_GOAL OF THE EXERCISE_
Reproduce the lines below word for word, starting at the first line and ending at the line that contains "[(508, 314)]", with both of those lines included.

## Begin

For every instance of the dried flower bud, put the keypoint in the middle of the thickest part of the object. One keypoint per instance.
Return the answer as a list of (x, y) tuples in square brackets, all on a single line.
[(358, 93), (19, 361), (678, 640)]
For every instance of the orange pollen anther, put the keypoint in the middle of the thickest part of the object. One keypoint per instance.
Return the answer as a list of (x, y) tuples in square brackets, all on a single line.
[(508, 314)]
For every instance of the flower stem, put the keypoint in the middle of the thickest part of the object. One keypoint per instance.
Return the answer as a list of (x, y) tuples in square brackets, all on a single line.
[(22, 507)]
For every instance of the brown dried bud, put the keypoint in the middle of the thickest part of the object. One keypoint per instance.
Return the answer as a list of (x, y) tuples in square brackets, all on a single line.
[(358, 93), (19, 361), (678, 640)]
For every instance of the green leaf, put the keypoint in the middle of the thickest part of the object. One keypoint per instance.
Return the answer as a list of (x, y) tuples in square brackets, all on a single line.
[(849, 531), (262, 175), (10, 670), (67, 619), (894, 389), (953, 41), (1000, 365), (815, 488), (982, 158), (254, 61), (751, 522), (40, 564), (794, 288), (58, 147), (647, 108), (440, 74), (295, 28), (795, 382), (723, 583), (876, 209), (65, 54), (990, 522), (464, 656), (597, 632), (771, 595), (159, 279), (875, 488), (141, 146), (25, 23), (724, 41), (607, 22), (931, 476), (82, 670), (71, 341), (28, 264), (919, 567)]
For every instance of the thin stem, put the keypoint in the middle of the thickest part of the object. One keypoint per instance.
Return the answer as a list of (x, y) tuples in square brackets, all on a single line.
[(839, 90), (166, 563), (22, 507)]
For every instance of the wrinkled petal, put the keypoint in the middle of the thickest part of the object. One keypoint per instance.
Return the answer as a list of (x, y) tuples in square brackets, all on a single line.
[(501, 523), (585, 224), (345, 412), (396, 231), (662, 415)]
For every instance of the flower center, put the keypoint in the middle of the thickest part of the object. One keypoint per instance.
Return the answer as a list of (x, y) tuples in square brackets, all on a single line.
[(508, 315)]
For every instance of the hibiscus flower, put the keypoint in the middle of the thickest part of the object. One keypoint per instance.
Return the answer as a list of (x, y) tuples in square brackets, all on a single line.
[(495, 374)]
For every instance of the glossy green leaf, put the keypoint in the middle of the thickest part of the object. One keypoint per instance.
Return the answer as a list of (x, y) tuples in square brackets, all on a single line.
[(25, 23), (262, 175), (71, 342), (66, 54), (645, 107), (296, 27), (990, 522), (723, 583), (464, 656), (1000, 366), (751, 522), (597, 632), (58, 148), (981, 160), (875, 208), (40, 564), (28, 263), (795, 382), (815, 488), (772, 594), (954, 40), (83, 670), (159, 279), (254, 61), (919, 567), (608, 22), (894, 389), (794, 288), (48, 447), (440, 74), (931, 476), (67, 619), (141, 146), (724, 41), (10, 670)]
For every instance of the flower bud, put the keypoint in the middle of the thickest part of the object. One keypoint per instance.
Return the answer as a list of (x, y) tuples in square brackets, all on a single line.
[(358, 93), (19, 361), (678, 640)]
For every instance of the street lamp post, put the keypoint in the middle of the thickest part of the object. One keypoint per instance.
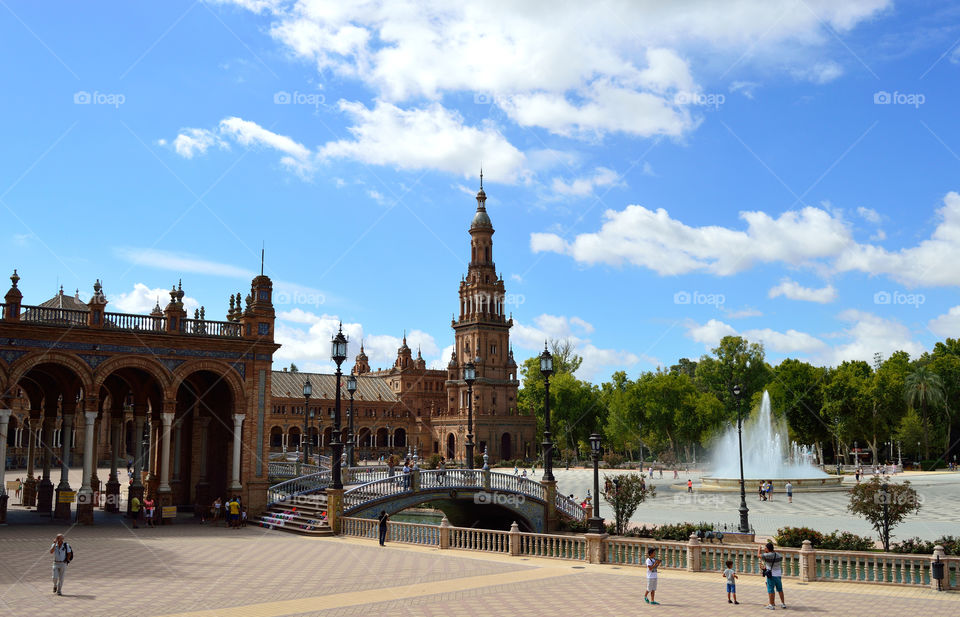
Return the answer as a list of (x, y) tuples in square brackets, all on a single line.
[(546, 369), (469, 376), (596, 523), (351, 388), (744, 523), (339, 354), (307, 392)]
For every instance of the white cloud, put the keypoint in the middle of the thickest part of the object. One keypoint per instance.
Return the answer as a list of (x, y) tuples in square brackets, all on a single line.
[(794, 291), (581, 187), (429, 138), (947, 324), (815, 237), (193, 141), (869, 214), (141, 300), (179, 262)]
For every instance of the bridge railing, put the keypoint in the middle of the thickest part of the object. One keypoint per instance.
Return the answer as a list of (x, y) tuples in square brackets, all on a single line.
[(286, 491), (804, 564)]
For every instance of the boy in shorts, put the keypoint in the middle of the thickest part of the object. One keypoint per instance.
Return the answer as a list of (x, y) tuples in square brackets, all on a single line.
[(652, 564)]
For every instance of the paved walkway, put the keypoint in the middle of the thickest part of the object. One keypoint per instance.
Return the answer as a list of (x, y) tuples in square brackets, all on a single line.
[(196, 570)]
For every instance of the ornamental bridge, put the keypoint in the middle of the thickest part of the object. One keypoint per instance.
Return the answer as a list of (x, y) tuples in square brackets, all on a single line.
[(467, 497)]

## End

_COMPLETE RESPONSE_
For every instance of the dried flower bud, put the keypoint in the middle of the thickest part of the object. One keypoint per instance.
Return the answer as a list of (x, y) tuples in square brackets, all on a single line.
[(358, 93), (19, 361), (678, 640)]
For every instance of the orange pollen anther, put the keypoint in the middle of the thickest part of the object. One keypoint per instance.
Return the answer as a list of (x, y) tuples in square brackets, all on a single line.
[(508, 314)]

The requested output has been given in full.